+++ Reading text +++
Now, to be fair, it's easy to fall into the ranks of the flabby. Many soldiers work long hours behind desks in combat support roles. The job is vital and stressful but it isn't always physical. It's up to the soldier and his immediate supervisor to make sure he stays in shape. However, this is easier said than done.
All this seems odd because the Army has physical standards. It has rigorous strength and weight requirements. To complete Basic Combat Training, each soldier has to meet these requirements. Then, to stay in the Army, each soldier has to meet these requirements at least twice a year, every year he is in the service.
If a soldier can't cut it, then he has to join his company's fat camp which means a lot more exercise along with his daily responsibilities. If he still cannot make it, then he is discharged despite his rank, experience and expertise.
+++
▸ **Instructions**
- A) Quote the Army fitness text from "All this seems" up to and including "in the service.".
- B) Answer these questions from the Army fitness text:
(i) How often must a soldier meet the requirements to stay in the Army?
(ii) Who must make sure a soldier stays in shape?
(iii) What happens to a soldier who still cannot make it after the company's fat camp?
Answer using only the Army fitness text.
+++ Dataset excerpts +++
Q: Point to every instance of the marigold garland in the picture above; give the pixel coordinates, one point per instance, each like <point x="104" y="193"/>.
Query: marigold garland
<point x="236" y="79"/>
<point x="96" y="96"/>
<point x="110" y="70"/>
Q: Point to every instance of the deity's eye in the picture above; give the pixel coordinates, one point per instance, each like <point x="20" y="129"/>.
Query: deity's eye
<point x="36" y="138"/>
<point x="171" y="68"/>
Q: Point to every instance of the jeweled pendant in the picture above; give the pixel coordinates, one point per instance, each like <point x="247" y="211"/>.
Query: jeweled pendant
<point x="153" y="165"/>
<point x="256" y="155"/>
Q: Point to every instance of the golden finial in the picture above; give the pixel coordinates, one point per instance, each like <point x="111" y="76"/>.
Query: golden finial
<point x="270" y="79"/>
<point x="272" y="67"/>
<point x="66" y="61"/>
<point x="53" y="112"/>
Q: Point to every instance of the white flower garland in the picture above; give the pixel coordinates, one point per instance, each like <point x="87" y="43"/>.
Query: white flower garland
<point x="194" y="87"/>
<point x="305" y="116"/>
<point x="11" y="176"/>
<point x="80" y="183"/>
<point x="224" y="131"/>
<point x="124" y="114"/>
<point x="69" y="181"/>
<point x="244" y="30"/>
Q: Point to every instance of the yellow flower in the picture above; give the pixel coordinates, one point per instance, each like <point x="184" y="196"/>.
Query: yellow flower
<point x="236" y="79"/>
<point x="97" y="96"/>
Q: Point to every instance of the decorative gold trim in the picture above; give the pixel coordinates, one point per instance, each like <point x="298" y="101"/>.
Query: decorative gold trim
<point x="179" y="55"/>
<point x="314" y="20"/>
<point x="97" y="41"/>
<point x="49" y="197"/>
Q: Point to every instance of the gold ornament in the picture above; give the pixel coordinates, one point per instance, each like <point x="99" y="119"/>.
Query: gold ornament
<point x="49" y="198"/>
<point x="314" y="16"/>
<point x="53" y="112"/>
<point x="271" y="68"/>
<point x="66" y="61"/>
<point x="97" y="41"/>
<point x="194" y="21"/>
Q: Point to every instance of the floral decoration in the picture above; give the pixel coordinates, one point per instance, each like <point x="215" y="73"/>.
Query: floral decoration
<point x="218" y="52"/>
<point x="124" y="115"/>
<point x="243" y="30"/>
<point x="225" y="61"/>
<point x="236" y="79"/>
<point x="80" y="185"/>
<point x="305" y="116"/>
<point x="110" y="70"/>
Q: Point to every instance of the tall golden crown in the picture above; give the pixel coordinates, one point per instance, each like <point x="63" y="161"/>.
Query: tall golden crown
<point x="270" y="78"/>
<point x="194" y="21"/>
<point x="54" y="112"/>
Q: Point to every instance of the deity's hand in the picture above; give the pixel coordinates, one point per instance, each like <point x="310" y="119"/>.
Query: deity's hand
+++
▸ **Solutions to the tasks**
- A)
All this seems odd because the Army has physical standards. It has rigorous strength and weight requirements. To complete Basic Combat Training, each soldier has to meet these requirements. Then, to stay in the Army, each soldier has to meet these requirements at least twice a year, every year he is in the service.

- B)
(i) At least twice a year, every year he is in the service.
(ii) The soldier and his immediate supervisor.
(iii) He is discharged despite his rank, experience and expertise.